= Deine Aufgabe a =
Schreib aus dem Text über die Antarktis-Station den Abschnitt von „Sie sei nur“ bis einschließlich „Fatbike im Schnee.“ wortgetreu ab.

= Vorliegender Text =
►

Die Vorratskammer auf der Forschungsstation war anfangs gut gefüllt. Links geht es zur Alkoholhöhle, rechts weiter in den auf -20 Grad Celsius „aufgeheizten“ Gefrierraum. 

Sie und ihr Kollege, ein Notfallmediziner und Gynäkologe, hatten bereits nach wenigen Tagen die erste Bewährungsprobe zu bestehen. „Einem Teammitglied war ein Zahn explodiert. Unentdeckter Kariesherd, der unterschiedliche Luftdruck, die Kälte, da war es halt passiert. Wir waren via Skype mit einem italienischen Zahnarzt verbunden und mussten versuchen, ihm einen Zahn zu basteln.“

Antarktis: Vier Monate absolute Finsternis

Heute kann sie darüber lachen, auch über so manchen Zwist mit ihren Mitbewohnern, insbesondere in der dunklen Winterzeit. „Es ist wirklich vier Monate stockfinster. Man sieht das Eis in dunklen Lilatönen leuchten, die Milchstraße, dieses unglaubliche Sternenmeer. Das sind Bilder, die ich nie vergessen werde. Aber diese Zeit ist auch zermürbend. Viele verlieren ohne Licht völlig das Zeitgefühl, verfallen in das Winter-Over-Syndrom. Die einen wurden aggressiv, die anderen depressiv, viele – auch ich – etwas verwirrt. Kein Wunder: Die Sinneseindrücke werden einfach zurückgeschraubt.“

Sie sei nur glücklich, dass sie Tagebuch geschrieben habe. Manche Kollegen hätten überhaupt keine Erinnerung mehr an diese vier Monate. Umso lieber denken sie alle an die schönen Erlebnisse. Im T-Shirt kurz vor die Tür laufen z. B., als es im Sommer einmal „warme“ minus 24 Grad waren. Spielereien mit Spaghetti, Spiegeleiern und Wasser an der frischen Luft. Radtouren auf dem Fatbike im Schnee.

Was sie nach ihrer Heimkehr besonders genossen hat? Sie muss nicht lange nachdenken: „Allein und unbeobachtet zu sein, Spaziergänge im Grünen, nur im Shirt.“ Dennoch würde sie „sofort wieder losfahren“.

◄

= Die Einträge =

►

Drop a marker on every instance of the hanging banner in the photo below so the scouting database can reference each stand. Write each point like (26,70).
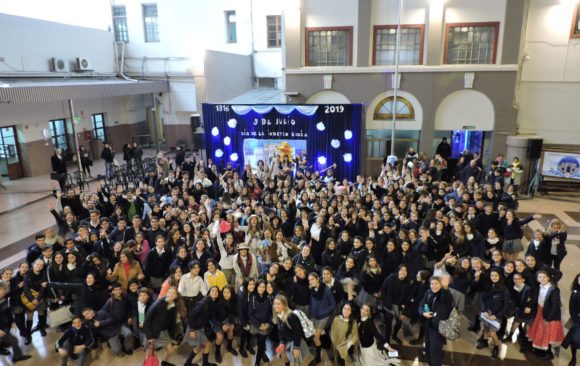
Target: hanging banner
(246,134)
(561,165)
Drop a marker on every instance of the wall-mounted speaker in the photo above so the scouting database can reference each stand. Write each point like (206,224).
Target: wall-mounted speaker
(534,148)
(198,140)
(195,121)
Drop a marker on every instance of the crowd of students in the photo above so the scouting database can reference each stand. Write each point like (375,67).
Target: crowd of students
(198,256)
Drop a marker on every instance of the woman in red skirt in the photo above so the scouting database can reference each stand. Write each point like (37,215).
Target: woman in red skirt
(546,330)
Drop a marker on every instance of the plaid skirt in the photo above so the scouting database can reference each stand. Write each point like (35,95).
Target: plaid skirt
(543,334)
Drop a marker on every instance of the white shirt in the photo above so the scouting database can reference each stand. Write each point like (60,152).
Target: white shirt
(543,292)
(226,261)
(315,231)
(190,286)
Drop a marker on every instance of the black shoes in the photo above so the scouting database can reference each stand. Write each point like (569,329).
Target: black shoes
(21,358)
(314,362)
(481,344)
(416,342)
(232,350)
(474,328)
(546,356)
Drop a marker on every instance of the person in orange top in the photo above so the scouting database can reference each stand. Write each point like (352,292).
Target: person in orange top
(175,274)
(213,276)
(126,270)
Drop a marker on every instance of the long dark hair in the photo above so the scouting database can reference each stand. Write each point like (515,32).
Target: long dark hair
(350,319)
(575,285)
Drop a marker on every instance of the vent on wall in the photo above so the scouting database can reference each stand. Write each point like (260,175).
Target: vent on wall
(83,64)
(57,65)
(266,83)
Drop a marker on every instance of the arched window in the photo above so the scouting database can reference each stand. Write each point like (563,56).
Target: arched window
(384,110)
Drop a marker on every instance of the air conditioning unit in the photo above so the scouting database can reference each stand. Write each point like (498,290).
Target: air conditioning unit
(58,65)
(83,64)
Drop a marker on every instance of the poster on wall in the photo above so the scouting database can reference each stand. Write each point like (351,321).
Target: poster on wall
(246,134)
(561,165)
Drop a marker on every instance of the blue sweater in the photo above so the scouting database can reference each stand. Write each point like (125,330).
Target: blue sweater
(321,302)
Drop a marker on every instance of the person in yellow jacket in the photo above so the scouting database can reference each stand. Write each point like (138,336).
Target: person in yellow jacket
(213,276)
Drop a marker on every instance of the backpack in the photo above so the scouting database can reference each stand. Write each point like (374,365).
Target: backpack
(307,324)
(450,328)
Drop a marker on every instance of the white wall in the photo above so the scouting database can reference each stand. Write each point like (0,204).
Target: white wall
(84,13)
(186,29)
(465,108)
(384,12)
(267,61)
(335,13)
(39,40)
(469,11)
(35,117)
(550,85)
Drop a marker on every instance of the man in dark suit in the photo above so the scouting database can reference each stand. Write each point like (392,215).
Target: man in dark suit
(59,167)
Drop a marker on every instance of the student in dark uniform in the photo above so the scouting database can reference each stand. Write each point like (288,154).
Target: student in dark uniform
(435,307)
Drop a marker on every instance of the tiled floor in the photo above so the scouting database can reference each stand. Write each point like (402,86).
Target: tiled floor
(21,223)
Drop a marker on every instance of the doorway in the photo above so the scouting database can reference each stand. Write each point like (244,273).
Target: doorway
(9,153)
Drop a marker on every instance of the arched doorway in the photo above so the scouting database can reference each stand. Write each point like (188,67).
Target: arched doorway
(466,117)
(379,122)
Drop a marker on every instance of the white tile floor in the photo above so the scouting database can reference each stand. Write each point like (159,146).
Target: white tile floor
(30,219)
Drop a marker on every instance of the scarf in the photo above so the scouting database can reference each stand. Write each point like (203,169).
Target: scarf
(318,294)
(246,269)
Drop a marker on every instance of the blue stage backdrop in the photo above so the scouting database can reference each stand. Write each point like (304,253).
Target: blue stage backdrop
(248,133)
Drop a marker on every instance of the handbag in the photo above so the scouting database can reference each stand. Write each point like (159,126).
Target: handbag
(59,316)
(150,358)
(26,302)
(449,328)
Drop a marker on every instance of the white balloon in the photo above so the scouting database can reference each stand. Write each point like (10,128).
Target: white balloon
(232,123)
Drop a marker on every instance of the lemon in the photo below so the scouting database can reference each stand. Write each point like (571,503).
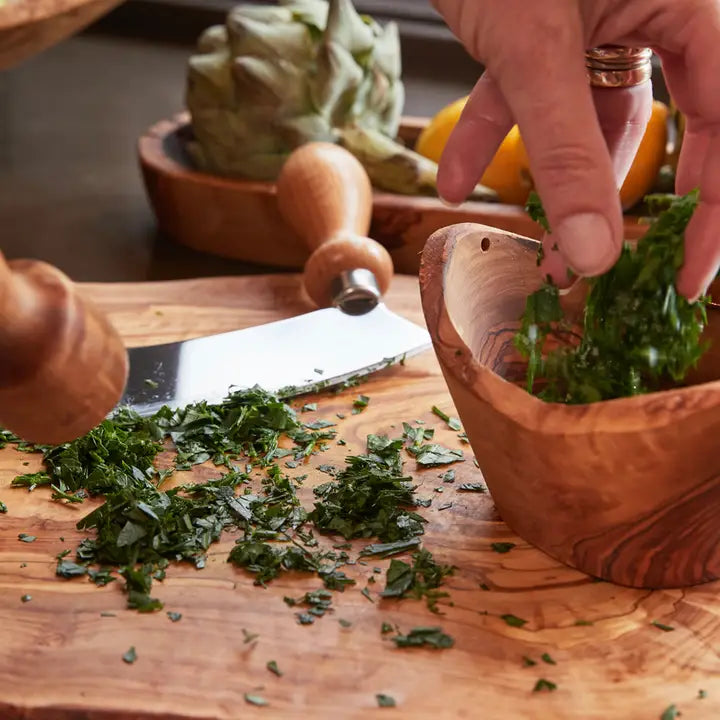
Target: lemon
(509,171)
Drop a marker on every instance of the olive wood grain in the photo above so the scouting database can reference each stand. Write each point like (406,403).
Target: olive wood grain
(63,366)
(60,659)
(626,490)
(240,220)
(28,27)
(325,195)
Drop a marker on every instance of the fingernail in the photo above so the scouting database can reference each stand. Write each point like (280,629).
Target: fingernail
(451,205)
(587,243)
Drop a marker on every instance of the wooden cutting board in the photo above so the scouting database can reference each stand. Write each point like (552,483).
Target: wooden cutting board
(61,659)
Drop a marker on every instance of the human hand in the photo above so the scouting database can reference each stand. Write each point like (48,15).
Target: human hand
(581,141)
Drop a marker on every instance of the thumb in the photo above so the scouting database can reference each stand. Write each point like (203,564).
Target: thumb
(542,77)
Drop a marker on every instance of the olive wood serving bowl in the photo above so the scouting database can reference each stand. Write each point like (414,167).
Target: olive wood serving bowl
(28,27)
(626,490)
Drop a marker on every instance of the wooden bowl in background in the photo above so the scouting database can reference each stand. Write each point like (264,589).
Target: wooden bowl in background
(28,27)
(239,219)
(626,490)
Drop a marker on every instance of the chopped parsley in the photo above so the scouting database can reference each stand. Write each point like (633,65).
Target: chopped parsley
(543,684)
(502,547)
(638,334)
(432,637)
(385,700)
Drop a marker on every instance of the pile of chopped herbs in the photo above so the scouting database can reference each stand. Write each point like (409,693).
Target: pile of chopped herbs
(637,333)
(144,524)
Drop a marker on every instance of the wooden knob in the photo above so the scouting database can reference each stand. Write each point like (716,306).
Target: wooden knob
(325,195)
(63,367)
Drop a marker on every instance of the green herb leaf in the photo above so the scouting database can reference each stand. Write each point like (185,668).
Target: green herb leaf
(69,569)
(386,549)
(660,626)
(471,487)
(257,700)
(513,620)
(638,334)
(419,580)
(385,700)
(543,684)
(360,403)
(453,423)
(502,547)
(434,455)
(433,637)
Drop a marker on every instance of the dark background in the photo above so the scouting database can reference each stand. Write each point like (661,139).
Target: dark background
(70,189)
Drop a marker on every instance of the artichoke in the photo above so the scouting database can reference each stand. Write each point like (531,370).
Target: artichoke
(275,77)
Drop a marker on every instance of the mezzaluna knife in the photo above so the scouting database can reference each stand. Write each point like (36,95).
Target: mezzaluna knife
(325,195)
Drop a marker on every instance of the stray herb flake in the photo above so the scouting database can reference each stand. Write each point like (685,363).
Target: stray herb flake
(661,626)
(360,403)
(670,713)
(432,637)
(513,620)
(502,547)
(385,700)
(69,569)
(434,455)
(453,423)
(419,580)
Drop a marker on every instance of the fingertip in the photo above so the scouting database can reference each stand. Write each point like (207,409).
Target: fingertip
(588,243)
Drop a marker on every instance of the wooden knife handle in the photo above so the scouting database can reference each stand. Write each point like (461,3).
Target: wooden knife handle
(63,366)
(325,195)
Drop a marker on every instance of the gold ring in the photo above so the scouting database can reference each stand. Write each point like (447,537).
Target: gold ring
(613,66)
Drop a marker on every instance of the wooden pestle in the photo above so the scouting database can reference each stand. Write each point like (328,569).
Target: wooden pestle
(63,366)
(325,195)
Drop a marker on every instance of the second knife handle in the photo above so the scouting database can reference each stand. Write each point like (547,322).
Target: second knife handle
(325,195)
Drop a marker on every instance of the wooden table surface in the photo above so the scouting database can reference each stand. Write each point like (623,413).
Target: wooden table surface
(60,659)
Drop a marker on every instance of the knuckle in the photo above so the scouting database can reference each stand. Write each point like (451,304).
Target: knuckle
(564,164)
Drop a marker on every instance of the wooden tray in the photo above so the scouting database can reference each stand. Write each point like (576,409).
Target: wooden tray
(28,27)
(239,219)
(60,659)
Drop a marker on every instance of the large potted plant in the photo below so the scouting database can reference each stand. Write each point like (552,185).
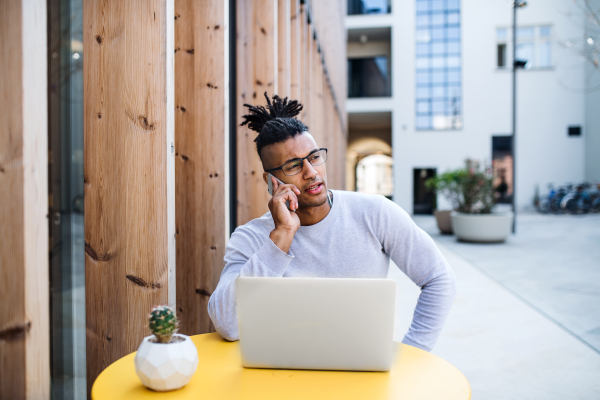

◄

= Deine Aufgabe b =
Zeig jede Zeile der Einträge, in der das Wort „gold“ steht.

= Ergebnis a =
Sie sei nur glücklich, dass sie Tagebuch geschrieben habe. Manche Kollegen hätten überhaupt keine Erinnerung mehr an diese vier Monate. Umso lieber denken sie alle an die schönen Erlebnisse. Im T-Shirt kurz vor die Tür laufen z. B., als es im Sommer einmal „warme“ minus 24 Grad waren. Spielereien mit Spaghetti, Spiegeleiern und Wasser an der frischen Luft. Radtouren auf dem Fatbike im Schnee.

= Ergebnis b =
Drop a marker on every instance of the gold ring in the photo above so the scouting database can reference each stand. Write each point like (447,537).
Target: gold ring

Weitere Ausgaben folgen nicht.